Activity:
How would you translate the sentence "These are medical facts, published in peer-reviewed journals." from the article on diet and gum disease into Spanish?

Excerpted text:
━━━━
Alvin H. Danenberg, DDS • Nutritional Periodontist
December 5, 2016
Medical research is amazing. When performed properly, it presents knowledge or proof that was previously unknown. Below, I describe two medical papers that have offered knowledge and proof that was previously unknown about gum disease.
One paper was published in 2009, and one was published in 2016. They are the only studies that I have found that were well designed and clearly showed how a healthy diet could reverse the signs and symptoms of gum disease.
These are not just anecdotal comments. These are medical facts, published in peer-reviewed journals. These facts contribute serious knowledge to those who want to know.
The first study was published in 2009. The research included ten individuals. For four weeks, their diet consisted of primal foods endemic to their area in Switzerland about 5,700 years ago. No processed foods were available for them to eat. These participants had to gather and forage for the majority of their food. In addition, these individuals were not able to brush or floss their teeth during the entire four weeks. Signs of gum infection were measured, and cultures of bacteria in their dental plaque were taken before and after the study.
At the end of the study, there was a significant decrease in signs of gum disease even though all ten participants could not brush or floss their teeth for the duration of the study. Although amounts of dental plaque increased, disease-producing bacteria did not increase in the plaque. These positive findings surprised the investigators.
Bottom line: a diet that completely removes processed foods reduces the signs and symptoms of gum disease.
This study was published in July 2016. It was a randomized control trial consisting of 15 adult participants. Randomized control trials are well designed and the gold standard of medical research. This type of research design is highly respected in the scientific world.
━━━━
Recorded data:
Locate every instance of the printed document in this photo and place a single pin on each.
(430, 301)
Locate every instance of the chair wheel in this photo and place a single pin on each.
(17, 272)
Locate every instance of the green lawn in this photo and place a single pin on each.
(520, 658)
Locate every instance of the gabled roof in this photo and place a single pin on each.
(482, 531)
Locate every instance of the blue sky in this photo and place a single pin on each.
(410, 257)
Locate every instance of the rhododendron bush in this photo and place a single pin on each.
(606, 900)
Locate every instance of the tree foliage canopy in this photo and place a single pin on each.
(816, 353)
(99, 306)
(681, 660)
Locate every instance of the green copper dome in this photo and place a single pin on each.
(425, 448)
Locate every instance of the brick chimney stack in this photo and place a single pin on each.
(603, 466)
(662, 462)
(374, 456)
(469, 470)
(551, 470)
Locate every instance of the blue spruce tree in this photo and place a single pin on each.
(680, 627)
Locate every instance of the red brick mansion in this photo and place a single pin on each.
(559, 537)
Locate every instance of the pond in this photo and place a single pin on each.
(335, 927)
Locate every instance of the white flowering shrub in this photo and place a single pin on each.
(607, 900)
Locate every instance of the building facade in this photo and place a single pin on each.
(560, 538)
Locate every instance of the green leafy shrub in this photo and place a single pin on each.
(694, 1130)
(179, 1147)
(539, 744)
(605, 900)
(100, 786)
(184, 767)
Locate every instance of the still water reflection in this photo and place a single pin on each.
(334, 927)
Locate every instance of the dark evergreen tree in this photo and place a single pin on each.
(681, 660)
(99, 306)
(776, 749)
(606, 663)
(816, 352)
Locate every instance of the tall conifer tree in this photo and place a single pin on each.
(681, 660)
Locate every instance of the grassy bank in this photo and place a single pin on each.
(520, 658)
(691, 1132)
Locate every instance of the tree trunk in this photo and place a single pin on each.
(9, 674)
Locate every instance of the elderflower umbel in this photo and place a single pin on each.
━━━━
Written reply:
Estos son hechos médicos, publicados en revistas revisadas por pares.